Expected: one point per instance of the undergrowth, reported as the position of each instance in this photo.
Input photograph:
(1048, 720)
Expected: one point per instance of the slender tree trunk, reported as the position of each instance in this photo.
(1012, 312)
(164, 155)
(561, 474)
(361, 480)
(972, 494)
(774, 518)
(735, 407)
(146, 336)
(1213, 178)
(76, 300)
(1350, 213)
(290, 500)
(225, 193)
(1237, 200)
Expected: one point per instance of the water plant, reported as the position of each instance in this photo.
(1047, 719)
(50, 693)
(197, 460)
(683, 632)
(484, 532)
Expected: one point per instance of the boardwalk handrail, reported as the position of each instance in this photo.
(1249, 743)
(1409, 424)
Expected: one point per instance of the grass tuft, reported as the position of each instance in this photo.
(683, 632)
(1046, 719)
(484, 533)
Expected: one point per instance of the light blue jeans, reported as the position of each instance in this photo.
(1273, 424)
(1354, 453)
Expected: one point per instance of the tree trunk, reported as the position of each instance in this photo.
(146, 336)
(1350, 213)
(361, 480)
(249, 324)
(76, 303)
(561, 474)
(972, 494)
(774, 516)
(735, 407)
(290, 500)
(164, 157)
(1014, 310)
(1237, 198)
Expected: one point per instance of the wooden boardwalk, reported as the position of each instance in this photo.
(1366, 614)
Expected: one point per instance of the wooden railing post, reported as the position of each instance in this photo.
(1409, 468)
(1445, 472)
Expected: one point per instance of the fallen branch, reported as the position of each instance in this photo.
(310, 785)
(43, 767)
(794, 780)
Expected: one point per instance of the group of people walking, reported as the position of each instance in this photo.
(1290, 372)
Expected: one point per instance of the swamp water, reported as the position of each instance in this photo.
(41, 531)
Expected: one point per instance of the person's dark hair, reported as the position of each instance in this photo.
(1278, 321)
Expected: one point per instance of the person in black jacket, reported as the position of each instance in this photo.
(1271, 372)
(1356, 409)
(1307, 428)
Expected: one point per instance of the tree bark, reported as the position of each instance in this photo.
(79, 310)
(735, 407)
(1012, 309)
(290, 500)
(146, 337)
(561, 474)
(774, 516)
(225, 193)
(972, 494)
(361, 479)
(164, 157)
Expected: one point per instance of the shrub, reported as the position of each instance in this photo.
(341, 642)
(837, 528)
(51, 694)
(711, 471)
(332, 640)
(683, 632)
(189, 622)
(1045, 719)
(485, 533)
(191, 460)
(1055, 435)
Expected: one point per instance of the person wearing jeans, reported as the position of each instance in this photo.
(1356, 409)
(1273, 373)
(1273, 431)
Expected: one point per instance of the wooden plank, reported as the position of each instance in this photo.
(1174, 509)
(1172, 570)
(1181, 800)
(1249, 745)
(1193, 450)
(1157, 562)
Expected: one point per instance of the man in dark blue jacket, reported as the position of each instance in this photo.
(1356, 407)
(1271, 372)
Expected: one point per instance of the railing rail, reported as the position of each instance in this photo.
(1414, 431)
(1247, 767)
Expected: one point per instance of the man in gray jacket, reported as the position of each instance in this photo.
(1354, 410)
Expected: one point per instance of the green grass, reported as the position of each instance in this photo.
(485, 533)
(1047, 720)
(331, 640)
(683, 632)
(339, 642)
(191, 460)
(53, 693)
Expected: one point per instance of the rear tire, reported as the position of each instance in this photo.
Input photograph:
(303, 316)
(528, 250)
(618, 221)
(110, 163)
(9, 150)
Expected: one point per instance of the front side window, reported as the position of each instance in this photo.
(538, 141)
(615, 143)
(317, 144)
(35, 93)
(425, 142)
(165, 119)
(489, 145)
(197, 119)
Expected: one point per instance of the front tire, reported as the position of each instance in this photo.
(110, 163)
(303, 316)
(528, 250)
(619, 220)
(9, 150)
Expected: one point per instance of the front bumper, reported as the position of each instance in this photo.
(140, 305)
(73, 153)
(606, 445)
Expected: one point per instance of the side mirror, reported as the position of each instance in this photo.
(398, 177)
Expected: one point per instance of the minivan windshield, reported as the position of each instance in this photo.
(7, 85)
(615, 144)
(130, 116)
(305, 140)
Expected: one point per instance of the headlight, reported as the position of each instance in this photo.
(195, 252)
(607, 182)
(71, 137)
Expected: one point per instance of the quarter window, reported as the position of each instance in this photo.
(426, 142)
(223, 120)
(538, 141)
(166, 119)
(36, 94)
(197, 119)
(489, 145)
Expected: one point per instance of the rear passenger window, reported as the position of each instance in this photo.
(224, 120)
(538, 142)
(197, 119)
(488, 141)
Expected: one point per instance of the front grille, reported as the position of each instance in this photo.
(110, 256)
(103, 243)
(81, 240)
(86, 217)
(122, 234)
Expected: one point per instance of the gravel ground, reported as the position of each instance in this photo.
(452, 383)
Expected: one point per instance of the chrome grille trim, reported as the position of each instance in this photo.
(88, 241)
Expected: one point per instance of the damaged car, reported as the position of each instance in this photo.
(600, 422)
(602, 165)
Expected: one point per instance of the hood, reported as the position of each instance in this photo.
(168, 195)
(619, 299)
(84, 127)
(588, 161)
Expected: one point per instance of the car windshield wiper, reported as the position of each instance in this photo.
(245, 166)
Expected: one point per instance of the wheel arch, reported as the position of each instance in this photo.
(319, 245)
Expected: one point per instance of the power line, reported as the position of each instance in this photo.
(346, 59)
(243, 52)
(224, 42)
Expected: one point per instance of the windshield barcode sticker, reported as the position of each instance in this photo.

——————

» What is expected:
Reproduce all of the entries above, word for word.

» Task solution:
Expected: one point per instance of the undergrowth, reported as the position of each instance in this photo.
Input photograph:
(1048, 720)
Expected: one point per instance of the slender tree trunk, reported as the position of each instance in this photo.
(1012, 312)
(164, 155)
(561, 474)
(361, 480)
(972, 494)
(774, 518)
(735, 407)
(146, 336)
(1213, 178)
(76, 300)
(1350, 213)
(290, 500)
(225, 193)
(1237, 200)
Expected: one point per instance of the water plant, reported as the position of each instance in this photo.
(1047, 719)
(50, 693)
(197, 460)
(683, 632)
(484, 532)
Expected: one point per instance of the boardwalk handrail, reported as the position of each instance in this photo.
(1249, 743)
(1409, 424)
Expected: one point per instance of the grass tuft, reported as the position of each instance in this photo.
(683, 632)
(1046, 719)
(484, 533)
Expected: one point per instance of the light blue jeans, reported as the position of each instance in this photo.
(1273, 424)
(1354, 453)
Expected: one point per instance of the tree trunk, reported as the position of each instance in this photo.
(146, 336)
(1350, 213)
(361, 480)
(249, 324)
(76, 303)
(561, 474)
(972, 494)
(774, 516)
(735, 407)
(290, 500)
(164, 157)
(1014, 310)
(1237, 198)
Expected: one point per instance of the wooden boardwalk, reported as the position of each instance in this photo.
(1366, 614)
Expected: one point per instance of the wooden railing post, reported as the position of each instance in this photo.
(1409, 468)
(1445, 472)
Expected: one point per instance of the fallen branch, reported as the position of each instance in this photo.
(310, 785)
(43, 767)
(794, 780)
Expected: one point per instance of the group of people walking, reported as the position of each instance in this photo.
(1290, 372)
Expected: one point per instance of the swamp water, reported as the position of each instance in this photo.
(41, 531)
Expected: one point per instance of the person's dark hair, reported as the position of each instance in this photo.
(1278, 321)
Expected: one point per instance of the person in black jacket, reported as the position of each instance in this photo.
(1271, 372)
(1356, 409)
(1307, 428)
Expected: one point per instance of the tree bark, reported as the position of each instance in this photo.
(79, 310)
(735, 407)
(1012, 309)
(290, 500)
(146, 337)
(561, 474)
(774, 516)
(225, 193)
(972, 494)
(361, 479)
(164, 157)
Expected: one point per instance of the shrub, reported as the position of each instance in this photo.
(341, 642)
(837, 528)
(51, 694)
(711, 471)
(332, 640)
(683, 632)
(189, 622)
(1045, 719)
(485, 533)
(191, 460)
(1055, 435)
Expected: one point per instance of the person wearing jeans, reported as the position of each instance in this photo.
(1356, 409)
(1273, 373)
(1273, 431)
Expected: one point per instance of the wooden plank, reported as the position of each instance in this photo.
(1174, 509)
(1172, 570)
(1181, 800)
(1249, 745)
(1193, 450)
(1157, 562)
Expected: one point per instance of the man in dark blue jacket, reported as the position of each instance in this photo.
(1356, 407)
(1271, 372)
Expected: one point per instance of the railing rail, reported as the position of each instance in this photo.
(1414, 431)
(1247, 767)
Expected: one point per instance of the man in gray jacket, reported as the position of each instance in this photo.
(1354, 410)
Expected: one point per instance of the green grass, reported as the position of each instance in this photo.
(485, 533)
(1047, 720)
(331, 640)
(683, 632)
(339, 642)
(191, 460)
(53, 693)
Expected: one point per instance of the rear tire, reported as the position of each instance in this photo.
Input photograph:
(303, 316)
(528, 250)
(618, 221)
(110, 163)
(9, 150)
Expected: one point per instance of the front side window, reported as the position of each instance in this photo.
(538, 141)
(615, 143)
(317, 144)
(35, 93)
(425, 142)
(165, 119)
(489, 145)
(197, 119)
Expected: one point per instance of the front tire, reported as the position of each instance in this photo.
(110, 163)
(303, 316)
(528, 250)
(619, 220)
(9, 150)
Expected: one point per instance of the front bumper, reported as the position of each instance in this photo.
(140, 305)
(73, 153)
(606, 445)
Expected: one point per instance of the side mirror, reported as the position of each instance in this photo.
(398, 177)
Expected: one point per instance of the minivan windshield, reported as the position of each instance in this photo.
(7, 85)
(615, 144)
(130, 116)
(305, 140)
Expected: one point per instance of the headlight, reported as the position of each instance in this photo.
(195, 252)
(607, 182)
(71, 137)
Expected: one point per instance of the quarter window, reported as the position of each instance in this photo.
(426, 142)
(223, 120)
(538, 141)
(166, 119)
(36, 94)
(197, 119)
(489, 145)
Expected: one point per instance of the rear passenger window, reported as the position of each instance in this photo.
(224, 120)
(538, 142)
(197, 119)
(488, 141)
Expected: one point per instance of the front grille, reported as the position of each instance in this photo.
(110, 256)
(103, 243)
(81, 240)
(86, 217)
(122, 234)
Expected: one point per instance of the gravel ground, reported as the position of each instance in this photo.
(452, 383)
Expected: one point per instance of the chrome grille trim, reported as the position of each instance in this photo.
(88, 241)
Expected: one point per instance of the damaged car, reported as the position of each instance in this photo.
(600, 422)
(602, 165)
Expected: one point per instance of the hood, reported as the position of each instance in this photo.
(168, 195)
(619, 299)
(84, 127)
(588, 161)
Expected: one point per instance of the car windshield wiper, reported as the position of each instance in this photo.
(245, 166)
Expected: one point per instance of the wheel arch, reported as the position of each instance in this photo.
(319, 245)
Expected: one point per instance of the power line, reported as the position of each instance in this photo.
(346, 59)
(243, 52)
(224, 42)
Expected: one point per instance of the windshield barcode sticker, reported as the position of each instance in this photo.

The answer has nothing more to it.